• PROBLEM SET:
1) In the discussion of Jupyter notebooks, what did Project Jupyter spin out of, and in what year?
2) For each statement, say whether it agrees with the discussion of Jupyter notebooks, and quote the deciding words: (a) The notebook concept goes back to Mathematica. (b) A raw notebook should be shipped as a production pipeline. (c) Repositories are meant for exploration.
3) Repeat the part of the discussion of Jupyter notebooks that begins at the words "That's exactly the" and ends after the words "polished, reproducible artifact.", with no changes.

• SOURCE TEXT:
Which makes it sound like a disaster waiting to happen. And yet here we are, with millions of people using them daily. So clearly something about this model works.
It works brilliantly for what it was designed for. Project Jupyter spun out of IPython in twenty fourteen, but the notebook concept goes back to Mathematica in nineteen eighty-eight — the idea that code, explanation, and output should live together in a single document. For exploratory data analysis, that's transformative. You load some data, you plot a histogram, you notice a weird spike, you filter down to just that segment, you plot again, you write a markdown note about what you found. Each step builds on the last, and the whole narrative is right there.
It's a lab notebook. Like, an actual physical lab notebook where a scientist records observations, sketches results, writes down what they tried and what happened.
That's exactly the right analogy. And just like a physicist wouldn't publish their raw lab notes as a finished paper, you shouldn't ship a raw notebook as a production pipeline. The lab notebook is for you — for thinking, for exploring, for documenting the process. The paper is the polished, reproducible artifact.
Which answers part of the question right there. Notebooks are for exploration and communication. Repositories are for production. But that's too clean, isn't it? Because people do ship notebooks to production all the time.

• RECORDS SUPPLIED:
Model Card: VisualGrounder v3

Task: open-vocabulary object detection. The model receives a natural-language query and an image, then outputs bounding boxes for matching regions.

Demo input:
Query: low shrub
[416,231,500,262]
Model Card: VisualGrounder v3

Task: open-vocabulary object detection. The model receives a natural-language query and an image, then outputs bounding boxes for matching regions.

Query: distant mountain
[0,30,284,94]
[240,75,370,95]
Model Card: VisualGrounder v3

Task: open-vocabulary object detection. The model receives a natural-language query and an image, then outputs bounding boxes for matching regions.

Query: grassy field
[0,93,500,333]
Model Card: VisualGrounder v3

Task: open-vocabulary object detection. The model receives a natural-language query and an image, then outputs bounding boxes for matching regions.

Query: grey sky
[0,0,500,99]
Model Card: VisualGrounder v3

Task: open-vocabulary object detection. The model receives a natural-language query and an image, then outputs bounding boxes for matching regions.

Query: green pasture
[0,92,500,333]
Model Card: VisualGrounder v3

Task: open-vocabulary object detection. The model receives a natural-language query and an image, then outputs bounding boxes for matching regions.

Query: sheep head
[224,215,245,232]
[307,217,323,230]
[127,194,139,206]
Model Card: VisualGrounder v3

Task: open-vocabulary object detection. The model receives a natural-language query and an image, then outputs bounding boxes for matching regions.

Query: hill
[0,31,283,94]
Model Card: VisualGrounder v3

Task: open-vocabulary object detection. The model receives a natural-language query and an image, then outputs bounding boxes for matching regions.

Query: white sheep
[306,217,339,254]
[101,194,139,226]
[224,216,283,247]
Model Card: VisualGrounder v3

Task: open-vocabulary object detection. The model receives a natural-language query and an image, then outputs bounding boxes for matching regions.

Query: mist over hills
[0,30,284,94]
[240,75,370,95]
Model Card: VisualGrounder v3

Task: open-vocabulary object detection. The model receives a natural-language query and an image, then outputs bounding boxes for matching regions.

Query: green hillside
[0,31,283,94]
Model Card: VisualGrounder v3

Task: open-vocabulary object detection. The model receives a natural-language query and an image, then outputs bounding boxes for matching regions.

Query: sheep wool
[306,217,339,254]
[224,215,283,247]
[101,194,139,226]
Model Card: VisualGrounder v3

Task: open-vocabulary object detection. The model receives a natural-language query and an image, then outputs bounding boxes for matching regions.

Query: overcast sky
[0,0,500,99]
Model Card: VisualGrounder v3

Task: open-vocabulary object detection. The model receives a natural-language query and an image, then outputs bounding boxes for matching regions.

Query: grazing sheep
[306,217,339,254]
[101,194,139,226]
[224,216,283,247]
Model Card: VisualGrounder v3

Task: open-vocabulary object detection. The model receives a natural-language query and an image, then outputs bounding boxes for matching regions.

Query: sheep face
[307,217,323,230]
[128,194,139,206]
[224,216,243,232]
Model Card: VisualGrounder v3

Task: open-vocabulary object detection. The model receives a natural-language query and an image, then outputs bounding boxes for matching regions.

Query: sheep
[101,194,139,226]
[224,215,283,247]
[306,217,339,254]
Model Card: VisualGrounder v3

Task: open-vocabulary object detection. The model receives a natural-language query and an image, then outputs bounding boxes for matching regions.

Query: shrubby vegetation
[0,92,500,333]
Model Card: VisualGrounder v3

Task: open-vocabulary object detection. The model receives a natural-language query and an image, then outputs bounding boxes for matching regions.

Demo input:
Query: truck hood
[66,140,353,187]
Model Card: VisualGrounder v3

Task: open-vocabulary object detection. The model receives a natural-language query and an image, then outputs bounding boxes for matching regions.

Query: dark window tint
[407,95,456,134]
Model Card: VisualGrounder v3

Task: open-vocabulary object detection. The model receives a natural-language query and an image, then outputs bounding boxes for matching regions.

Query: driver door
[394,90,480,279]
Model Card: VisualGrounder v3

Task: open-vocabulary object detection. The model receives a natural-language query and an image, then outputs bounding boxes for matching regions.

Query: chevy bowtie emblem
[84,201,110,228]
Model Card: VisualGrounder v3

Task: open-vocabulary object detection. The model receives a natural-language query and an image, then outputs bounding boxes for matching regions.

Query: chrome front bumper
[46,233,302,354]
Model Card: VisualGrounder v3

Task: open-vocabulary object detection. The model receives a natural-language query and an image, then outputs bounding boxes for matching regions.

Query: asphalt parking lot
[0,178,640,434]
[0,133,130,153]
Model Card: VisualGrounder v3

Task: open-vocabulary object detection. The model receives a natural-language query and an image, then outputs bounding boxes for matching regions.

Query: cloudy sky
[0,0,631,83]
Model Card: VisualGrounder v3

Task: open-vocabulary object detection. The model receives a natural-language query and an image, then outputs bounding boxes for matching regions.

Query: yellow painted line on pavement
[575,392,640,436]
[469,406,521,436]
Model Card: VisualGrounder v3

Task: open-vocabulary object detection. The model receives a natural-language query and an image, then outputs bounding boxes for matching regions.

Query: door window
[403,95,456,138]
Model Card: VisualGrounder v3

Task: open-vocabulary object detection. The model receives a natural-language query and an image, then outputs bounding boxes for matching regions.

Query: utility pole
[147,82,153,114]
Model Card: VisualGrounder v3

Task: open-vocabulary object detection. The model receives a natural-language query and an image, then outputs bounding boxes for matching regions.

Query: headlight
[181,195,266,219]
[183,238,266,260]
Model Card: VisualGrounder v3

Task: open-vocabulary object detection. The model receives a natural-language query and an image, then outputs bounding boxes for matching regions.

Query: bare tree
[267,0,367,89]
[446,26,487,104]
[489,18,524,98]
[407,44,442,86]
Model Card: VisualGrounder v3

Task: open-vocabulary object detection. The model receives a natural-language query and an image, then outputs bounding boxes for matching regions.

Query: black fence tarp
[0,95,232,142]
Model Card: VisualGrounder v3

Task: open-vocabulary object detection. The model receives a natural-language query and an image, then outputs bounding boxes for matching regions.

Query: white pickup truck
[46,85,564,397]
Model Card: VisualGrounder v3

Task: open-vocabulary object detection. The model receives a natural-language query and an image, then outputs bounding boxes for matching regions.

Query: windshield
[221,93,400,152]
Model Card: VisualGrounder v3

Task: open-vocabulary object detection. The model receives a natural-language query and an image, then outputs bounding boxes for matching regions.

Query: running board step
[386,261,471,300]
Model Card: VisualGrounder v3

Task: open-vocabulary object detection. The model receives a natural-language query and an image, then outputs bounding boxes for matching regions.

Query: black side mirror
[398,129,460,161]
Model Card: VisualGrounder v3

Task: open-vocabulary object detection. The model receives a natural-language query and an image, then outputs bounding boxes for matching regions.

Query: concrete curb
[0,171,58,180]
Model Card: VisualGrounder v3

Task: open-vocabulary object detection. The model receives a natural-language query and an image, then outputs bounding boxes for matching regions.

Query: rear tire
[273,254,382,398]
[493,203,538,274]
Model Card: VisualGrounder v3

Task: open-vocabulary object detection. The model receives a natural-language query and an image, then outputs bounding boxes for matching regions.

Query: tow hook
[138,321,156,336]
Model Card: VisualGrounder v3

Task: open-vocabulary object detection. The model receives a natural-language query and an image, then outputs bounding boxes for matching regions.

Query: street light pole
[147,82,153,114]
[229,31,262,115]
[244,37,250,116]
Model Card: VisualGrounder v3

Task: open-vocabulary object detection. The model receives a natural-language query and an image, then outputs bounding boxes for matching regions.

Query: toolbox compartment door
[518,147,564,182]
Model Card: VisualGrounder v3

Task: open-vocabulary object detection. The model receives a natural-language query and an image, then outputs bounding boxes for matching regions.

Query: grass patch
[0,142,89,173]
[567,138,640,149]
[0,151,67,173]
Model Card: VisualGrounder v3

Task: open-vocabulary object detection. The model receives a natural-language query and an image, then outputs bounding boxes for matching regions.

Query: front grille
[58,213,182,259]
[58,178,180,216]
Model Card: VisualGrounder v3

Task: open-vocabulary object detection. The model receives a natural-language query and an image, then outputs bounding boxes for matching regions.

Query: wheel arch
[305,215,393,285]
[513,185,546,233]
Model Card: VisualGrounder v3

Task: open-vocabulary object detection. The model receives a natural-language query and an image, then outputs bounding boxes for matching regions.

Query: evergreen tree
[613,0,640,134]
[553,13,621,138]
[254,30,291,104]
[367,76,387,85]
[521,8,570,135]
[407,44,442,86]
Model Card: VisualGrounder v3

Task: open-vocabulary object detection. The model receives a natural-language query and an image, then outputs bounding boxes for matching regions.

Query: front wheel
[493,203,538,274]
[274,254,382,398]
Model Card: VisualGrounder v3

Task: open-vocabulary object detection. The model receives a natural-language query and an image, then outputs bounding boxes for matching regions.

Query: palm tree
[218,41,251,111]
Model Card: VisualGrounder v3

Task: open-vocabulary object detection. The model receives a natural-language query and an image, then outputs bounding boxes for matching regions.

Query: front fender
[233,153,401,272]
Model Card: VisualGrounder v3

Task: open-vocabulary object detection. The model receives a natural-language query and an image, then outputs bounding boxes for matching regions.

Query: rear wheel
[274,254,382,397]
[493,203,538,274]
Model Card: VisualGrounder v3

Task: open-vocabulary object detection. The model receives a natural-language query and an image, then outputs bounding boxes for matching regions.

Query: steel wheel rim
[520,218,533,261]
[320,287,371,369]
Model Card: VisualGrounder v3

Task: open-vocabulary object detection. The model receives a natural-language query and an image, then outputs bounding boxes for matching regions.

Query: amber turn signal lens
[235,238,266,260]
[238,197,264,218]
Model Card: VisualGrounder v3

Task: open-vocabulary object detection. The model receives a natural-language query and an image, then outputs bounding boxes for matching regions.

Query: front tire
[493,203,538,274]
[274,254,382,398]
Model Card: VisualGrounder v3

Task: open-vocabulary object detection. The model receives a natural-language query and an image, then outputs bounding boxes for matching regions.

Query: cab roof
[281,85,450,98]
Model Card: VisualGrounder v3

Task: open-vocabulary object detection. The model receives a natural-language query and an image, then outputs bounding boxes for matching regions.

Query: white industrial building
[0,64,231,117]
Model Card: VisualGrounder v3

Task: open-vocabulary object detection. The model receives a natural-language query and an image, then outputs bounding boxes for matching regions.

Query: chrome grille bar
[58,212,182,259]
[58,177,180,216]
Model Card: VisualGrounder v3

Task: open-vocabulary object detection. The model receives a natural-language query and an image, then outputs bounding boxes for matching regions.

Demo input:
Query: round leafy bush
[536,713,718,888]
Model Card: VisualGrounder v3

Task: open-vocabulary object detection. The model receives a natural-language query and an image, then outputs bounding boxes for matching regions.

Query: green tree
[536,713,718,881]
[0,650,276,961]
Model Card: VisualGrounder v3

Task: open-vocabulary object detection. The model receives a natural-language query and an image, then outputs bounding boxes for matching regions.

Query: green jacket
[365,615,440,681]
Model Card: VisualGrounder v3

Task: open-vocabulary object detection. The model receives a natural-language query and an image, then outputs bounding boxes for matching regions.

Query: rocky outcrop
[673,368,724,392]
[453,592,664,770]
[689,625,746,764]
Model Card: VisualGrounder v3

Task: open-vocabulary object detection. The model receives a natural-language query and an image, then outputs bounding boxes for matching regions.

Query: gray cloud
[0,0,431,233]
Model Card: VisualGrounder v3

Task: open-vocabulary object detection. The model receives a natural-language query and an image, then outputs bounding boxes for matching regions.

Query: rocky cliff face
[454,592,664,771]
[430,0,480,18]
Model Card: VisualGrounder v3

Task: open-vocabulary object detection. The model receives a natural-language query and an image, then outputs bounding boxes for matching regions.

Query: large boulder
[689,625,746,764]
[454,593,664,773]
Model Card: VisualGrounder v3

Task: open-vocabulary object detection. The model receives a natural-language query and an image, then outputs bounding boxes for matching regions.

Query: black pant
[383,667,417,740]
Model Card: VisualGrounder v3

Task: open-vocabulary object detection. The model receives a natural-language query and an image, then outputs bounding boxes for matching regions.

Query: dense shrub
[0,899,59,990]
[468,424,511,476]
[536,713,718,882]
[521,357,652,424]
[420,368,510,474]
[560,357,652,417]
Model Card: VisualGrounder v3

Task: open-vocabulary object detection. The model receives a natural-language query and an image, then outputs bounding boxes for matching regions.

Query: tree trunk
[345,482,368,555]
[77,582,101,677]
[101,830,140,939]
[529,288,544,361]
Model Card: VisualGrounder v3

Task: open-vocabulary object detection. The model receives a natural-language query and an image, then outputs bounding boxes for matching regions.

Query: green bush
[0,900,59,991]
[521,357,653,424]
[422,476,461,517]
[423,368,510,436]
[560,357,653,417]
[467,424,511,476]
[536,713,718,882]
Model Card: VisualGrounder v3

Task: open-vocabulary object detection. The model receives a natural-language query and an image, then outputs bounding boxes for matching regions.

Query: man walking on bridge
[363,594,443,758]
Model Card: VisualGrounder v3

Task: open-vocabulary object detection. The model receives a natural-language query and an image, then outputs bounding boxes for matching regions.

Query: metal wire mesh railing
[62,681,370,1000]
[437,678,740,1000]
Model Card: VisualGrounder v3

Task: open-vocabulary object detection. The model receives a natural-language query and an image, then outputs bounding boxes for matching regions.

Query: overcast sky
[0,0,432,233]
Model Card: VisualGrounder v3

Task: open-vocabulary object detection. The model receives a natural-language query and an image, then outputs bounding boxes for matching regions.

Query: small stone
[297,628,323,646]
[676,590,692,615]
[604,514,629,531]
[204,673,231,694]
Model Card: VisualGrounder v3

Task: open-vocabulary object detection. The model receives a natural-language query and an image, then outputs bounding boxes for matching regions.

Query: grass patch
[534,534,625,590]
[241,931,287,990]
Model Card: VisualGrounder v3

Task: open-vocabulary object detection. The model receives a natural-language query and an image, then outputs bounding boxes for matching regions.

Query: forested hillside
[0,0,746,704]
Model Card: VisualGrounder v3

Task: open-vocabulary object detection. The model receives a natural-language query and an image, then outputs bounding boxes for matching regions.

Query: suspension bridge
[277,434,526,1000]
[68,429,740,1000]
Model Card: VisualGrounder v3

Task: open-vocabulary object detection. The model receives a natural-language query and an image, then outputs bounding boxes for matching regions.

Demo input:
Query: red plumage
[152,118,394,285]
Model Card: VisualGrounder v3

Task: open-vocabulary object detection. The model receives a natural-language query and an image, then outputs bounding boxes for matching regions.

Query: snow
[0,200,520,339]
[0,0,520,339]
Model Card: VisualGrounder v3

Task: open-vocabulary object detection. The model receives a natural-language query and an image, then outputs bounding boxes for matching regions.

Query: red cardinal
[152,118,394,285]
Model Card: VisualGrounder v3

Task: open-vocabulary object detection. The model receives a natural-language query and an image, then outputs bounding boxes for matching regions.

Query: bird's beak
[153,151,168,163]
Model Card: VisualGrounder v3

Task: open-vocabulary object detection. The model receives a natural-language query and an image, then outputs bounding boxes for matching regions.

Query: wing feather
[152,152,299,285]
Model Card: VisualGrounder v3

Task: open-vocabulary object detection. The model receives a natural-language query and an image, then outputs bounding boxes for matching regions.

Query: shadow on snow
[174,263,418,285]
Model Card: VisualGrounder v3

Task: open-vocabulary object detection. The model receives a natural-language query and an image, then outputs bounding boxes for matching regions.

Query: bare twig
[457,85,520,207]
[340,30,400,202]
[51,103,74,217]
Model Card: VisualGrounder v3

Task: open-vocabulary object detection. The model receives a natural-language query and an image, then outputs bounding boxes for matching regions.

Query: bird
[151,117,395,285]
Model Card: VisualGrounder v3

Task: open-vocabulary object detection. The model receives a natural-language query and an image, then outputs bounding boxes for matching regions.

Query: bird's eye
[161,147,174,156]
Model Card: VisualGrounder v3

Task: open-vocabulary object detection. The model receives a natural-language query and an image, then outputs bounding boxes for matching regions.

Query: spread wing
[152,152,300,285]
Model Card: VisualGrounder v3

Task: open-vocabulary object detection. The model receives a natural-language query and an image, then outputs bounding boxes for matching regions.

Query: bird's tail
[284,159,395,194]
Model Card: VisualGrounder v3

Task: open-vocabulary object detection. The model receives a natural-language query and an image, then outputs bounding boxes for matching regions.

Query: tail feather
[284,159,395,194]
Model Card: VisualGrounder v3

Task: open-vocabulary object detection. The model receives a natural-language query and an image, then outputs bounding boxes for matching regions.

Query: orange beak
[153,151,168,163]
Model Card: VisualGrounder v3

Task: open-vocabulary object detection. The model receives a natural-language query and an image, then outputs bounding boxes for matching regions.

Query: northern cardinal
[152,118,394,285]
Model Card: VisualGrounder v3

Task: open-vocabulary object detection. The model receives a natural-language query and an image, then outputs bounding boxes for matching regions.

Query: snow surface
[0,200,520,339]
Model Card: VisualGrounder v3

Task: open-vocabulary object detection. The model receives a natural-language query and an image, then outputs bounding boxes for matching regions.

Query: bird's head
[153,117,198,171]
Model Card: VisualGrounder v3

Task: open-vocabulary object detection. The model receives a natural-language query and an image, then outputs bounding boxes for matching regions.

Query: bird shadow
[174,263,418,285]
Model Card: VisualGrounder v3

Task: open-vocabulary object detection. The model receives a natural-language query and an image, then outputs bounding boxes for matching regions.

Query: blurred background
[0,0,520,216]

• WRITTEN ANSWERS:
1) It spun out of IPython in twenty fourteen.

2)
(a) Yes: "the notebook concept goes back to Mathematica in nineteen eighty-eight"
(b) No: "you shouldn't ship a raw notebook as a production pipeline"
(c) No: "Repositories are for production."

3)
That's exactly the right analogy. And just like a physicist wouldn't publish their raw lab notes as a finished paper, you shouldn't ship a raw notebook as a production pipeline. The lab notebook is for you — for thinking, for exploring, for documenting the process. The paper is the polished, reproducible artifact.